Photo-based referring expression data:

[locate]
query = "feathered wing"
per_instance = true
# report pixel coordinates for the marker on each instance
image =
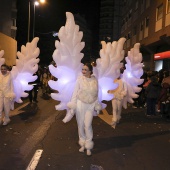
(26, 66)
(132, 73)
(108, 67)
(2, 60)
(68, 57)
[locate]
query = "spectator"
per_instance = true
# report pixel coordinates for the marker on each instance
(152, 94)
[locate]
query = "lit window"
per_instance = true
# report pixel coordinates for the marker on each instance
(160, 12)
(146, 21)
(141, 26)
(134, 30)
(168, 6)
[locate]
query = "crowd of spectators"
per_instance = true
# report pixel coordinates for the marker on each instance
(155, 93)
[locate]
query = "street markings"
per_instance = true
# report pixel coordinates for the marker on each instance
(105, 117)
(18, 110)
(34, 161)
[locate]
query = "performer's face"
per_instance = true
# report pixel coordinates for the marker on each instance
(86, 72)
(3, 70)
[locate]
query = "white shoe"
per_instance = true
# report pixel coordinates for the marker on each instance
(81, 149)
(6, 122)
(88, 152)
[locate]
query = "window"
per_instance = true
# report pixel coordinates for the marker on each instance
(146, 21)
(168, 6)
(147, 3)
(160, 12)
(136, 5)
(141, 26)
(134, 30)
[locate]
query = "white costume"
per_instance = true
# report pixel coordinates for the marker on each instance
(119, 93)
(84, 102)
(6, 95)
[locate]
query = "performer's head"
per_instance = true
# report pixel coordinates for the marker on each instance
(87, 70)
(4, 69)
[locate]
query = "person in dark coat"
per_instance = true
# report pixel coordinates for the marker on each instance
(152, 94)
(33, 97)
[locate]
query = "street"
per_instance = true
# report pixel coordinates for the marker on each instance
(137, 142)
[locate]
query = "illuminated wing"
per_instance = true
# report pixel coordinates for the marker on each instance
(108, 67)
(68, 57)
(2, 60)
(26, 66)
(132, 74)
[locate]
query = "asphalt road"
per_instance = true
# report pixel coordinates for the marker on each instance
(137, 142)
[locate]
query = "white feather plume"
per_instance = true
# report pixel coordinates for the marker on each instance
(108, 67)
(68, 58)
(26, 66)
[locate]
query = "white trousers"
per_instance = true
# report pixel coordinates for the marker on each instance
(5, 105)
(84, 116)
(117, 109)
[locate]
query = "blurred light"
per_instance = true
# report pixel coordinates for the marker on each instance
(42, 1)
(36, 3)
(55, 34)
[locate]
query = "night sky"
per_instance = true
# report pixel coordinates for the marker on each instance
(50, 17)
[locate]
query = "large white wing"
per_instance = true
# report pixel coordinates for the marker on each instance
(108, 67)
(68, 57)
(26, 66)
(2, 60)
(132, 73)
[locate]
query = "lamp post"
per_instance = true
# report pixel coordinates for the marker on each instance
(29, 15)
(36, 3)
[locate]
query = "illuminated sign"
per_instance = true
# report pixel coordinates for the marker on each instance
(163, 55)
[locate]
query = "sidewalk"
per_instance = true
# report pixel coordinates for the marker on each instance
(137, 142)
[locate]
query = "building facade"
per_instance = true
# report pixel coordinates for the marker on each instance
(8, 13)
(148, 22)
(110, 20)
(140, 21)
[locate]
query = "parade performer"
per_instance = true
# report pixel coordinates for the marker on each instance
(6, 94)
(86, 95)
(84, 102)
(117, 102)
(14, 84)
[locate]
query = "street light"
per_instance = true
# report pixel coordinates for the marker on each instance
(36, 3)
(29, 15)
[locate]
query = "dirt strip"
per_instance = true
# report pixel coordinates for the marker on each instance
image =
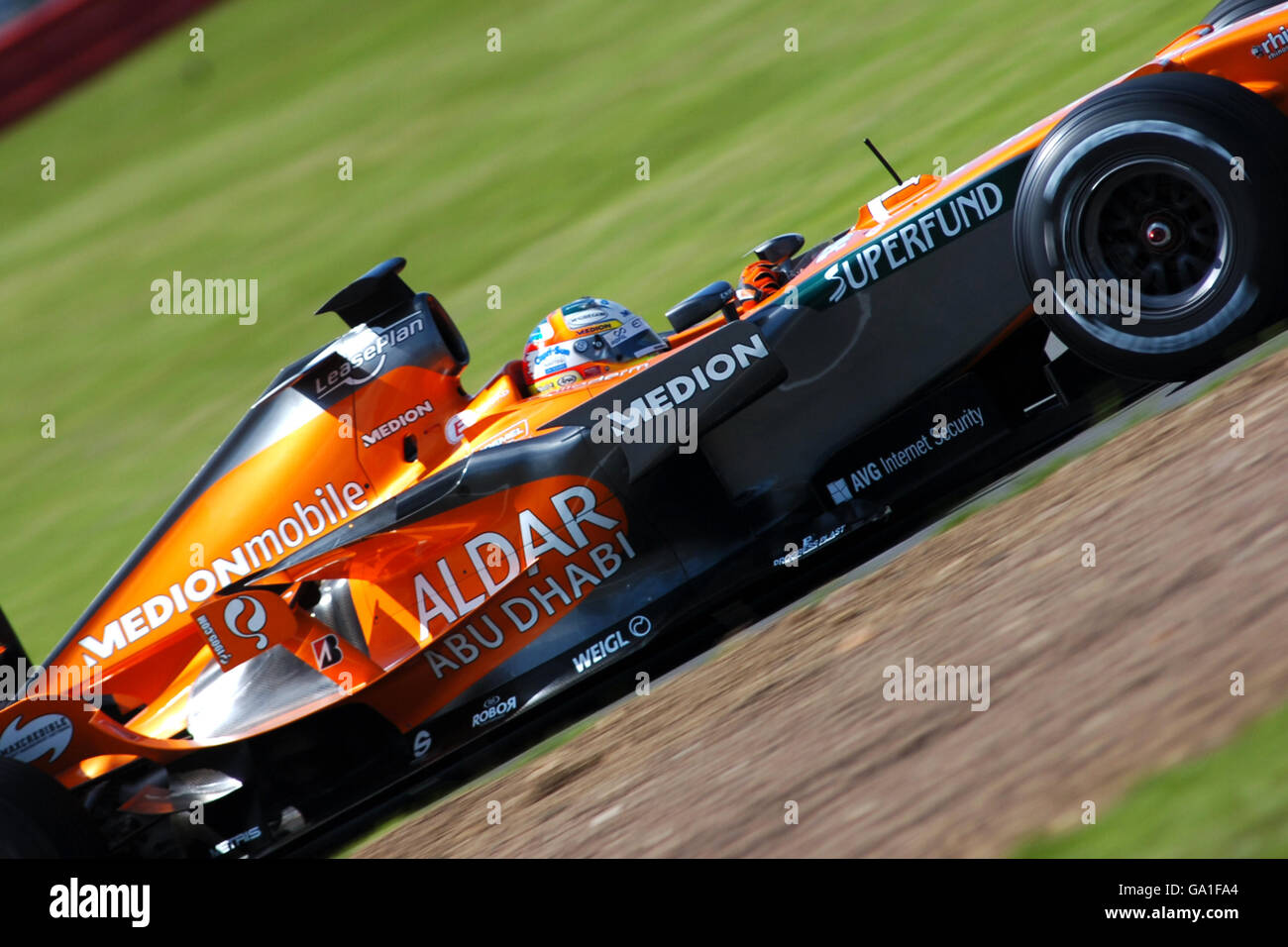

Required work:
Copy out each line of the data that has the word "street" in it.

Solution for this task:
query = "street markings"
query = "street"
query = "street light"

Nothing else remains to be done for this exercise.